Given entries:
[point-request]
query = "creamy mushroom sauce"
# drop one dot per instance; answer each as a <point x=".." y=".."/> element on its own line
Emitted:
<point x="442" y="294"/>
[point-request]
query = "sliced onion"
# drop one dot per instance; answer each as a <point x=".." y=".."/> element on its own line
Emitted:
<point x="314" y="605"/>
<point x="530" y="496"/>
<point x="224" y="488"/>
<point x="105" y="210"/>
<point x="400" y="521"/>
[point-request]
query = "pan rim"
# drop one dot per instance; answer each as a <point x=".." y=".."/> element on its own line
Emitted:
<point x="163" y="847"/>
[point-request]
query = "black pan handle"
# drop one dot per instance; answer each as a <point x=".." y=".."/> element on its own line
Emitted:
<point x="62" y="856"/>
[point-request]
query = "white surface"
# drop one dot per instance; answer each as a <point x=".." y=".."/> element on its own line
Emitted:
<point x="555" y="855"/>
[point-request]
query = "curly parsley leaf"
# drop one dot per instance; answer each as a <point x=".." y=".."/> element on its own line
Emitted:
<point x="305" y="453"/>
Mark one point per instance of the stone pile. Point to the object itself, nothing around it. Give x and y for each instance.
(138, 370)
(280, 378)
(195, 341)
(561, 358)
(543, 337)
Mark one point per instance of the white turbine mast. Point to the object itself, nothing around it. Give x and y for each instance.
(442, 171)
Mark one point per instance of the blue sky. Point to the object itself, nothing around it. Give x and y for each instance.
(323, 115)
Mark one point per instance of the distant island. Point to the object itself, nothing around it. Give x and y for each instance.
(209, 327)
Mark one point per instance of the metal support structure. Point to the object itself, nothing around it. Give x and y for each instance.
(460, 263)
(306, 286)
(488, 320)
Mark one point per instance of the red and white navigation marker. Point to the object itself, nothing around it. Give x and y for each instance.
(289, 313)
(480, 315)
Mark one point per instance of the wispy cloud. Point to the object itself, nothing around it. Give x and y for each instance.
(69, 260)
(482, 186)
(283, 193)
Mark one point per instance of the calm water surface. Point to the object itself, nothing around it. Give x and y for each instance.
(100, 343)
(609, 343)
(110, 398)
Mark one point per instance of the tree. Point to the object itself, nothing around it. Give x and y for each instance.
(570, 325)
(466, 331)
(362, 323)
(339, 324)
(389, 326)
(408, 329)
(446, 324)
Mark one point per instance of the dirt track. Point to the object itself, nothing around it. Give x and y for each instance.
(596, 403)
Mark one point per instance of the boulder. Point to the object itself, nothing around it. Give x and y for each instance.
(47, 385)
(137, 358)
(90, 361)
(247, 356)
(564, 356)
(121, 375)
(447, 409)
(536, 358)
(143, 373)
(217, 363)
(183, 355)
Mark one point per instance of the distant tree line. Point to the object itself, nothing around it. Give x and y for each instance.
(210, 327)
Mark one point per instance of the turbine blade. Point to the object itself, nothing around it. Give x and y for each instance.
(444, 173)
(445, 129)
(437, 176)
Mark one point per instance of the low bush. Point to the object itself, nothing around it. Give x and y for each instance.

Exercise objective: When the string "query" occurs in a line of the material, that line belongs in the answer.

Response:
query = "creamy mushroom sauce"
query = "sliced onion"
query = "pan rim"
query = "black pan handle"
query = "white surface"
query = "curly parsley leaf"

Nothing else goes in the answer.